- _PROBLEMS AND TASKS_
A. Copy the passage on the 1946 B-17 crash word for word, starting at "Early on the" and ending at "plane's cargo remain.".
B. Resume the account of the 1946 B-17 crash at White Hill, picking up right after its final sentence.

Early on the morning of May 16, 1946, a U.S. Army B-17 Flying Fortress aircraft crashed into White Hill (a.k.a. "White's Hill") near Fairfax, California. Two men were killed and six seriously injured. There were reports that the B-17 was carrying nuclear weapons materials for the Operation Crossroads tests at Bikini Atoll, but these reports were not confirmed. However, due to the behavior and activities of the military authorities at the crash site and the reports of several credible witnesses, including several of the crewmembers, questions about the plane's cargo remain.

==Itinerary==

The plane, which carried the serial number of 44-85510, took off at 4 pm on May 15 from Clovis Army Airfield in Clovis, New Mexico. This was the training base for B-17s involved in preparations for the Bikini tests. Lieutenant Warder Skaggs was the pilot. Along with three other crewmen there were 12 passengers. After a stop at Davis-Monthan Field near Tucson, Arizona, and another at Mines Field near Los Angeles, where several passengers disembarked, the plane was en route to Hamilton Army Airfield, also called Hamilton Field, in Marin County, California. The plane was due to arrive at Hamilton at 1:17 a.m. on the morning of the 16th.

- _PROVIDED RECORDS_
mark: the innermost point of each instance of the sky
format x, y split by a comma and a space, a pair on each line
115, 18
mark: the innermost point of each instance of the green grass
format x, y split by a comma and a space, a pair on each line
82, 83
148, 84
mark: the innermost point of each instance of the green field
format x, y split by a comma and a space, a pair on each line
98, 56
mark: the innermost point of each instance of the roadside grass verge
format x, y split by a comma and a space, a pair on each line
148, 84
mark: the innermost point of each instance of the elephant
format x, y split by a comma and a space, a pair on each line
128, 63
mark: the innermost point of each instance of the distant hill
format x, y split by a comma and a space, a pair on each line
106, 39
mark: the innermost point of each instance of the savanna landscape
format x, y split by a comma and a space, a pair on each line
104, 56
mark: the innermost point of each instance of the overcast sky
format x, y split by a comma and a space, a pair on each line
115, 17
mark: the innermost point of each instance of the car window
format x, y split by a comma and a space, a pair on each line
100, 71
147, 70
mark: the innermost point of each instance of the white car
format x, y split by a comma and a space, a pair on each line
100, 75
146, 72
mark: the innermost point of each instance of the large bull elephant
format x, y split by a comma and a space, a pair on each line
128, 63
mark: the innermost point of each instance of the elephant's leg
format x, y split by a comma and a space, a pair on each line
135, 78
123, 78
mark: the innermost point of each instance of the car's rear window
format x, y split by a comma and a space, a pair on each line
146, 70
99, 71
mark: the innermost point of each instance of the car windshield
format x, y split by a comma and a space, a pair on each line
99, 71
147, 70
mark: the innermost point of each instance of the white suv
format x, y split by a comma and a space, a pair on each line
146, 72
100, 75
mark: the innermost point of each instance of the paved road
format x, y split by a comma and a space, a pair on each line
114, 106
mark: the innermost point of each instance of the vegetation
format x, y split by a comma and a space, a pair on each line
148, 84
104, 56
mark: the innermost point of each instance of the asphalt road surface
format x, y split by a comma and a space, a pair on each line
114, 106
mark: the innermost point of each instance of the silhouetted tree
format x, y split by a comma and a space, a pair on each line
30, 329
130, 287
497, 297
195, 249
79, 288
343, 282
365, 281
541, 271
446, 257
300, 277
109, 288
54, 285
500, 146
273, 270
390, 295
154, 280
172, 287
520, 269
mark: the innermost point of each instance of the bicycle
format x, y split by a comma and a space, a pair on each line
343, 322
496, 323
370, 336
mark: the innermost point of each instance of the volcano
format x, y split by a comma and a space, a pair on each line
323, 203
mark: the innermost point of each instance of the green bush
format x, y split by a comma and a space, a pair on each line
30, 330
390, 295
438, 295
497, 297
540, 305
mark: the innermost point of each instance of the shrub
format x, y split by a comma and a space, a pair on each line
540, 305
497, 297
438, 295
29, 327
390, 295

- _RESULTS FOR THE EXERCISE_
A.
Early on the morning of May 16, 1946, a U.S. Army B-17 Flying Fortress aircraft crashed into White Hill (a.k.a. "White's Hill") near Fairfax, California. Two men were killed and six seriously injured. There were reports that the B-17 was carrying nuclear weapons materials for the Operation Crossroads tests at Bikini Atoll, but these reports were not confirmed. However, due to the behavior and activities of the military authorities at the crash site and the reports of several credible witnesses, including several of the crewmembers, questions about the plane's cargo remain.

B.
==Navigation error==

Just before 2 a.m. on May 16, Naval Air Station Oakland radio operators heard a call from the crew of the B-17. The crew reported that their plane was running low on fuel and was lost in the fog. The B-17 was actually flying over Hamilton Field when they were in communication with the Oakland Naval Station Airport radio operators, but because of the dense fog the crew of the B-17 thought they were flying over the Oakland Naval Station Airport. Tragically, so did the Oakland radio operators. Oakland instructed the B-17 to descend to 1500 ft and head out over the ocean; this would enable the Oakland operators to pick the plane up on radar. The crew of the B-17 followed instructions and descended to 1500 feet, but instead they smashed into the side of White Hill, just west of Fairfax. The plane slid 75 yards down the slope, and came to rest. The location was nine air miles southwest of Hamilton Field, and about eighteen miles by road.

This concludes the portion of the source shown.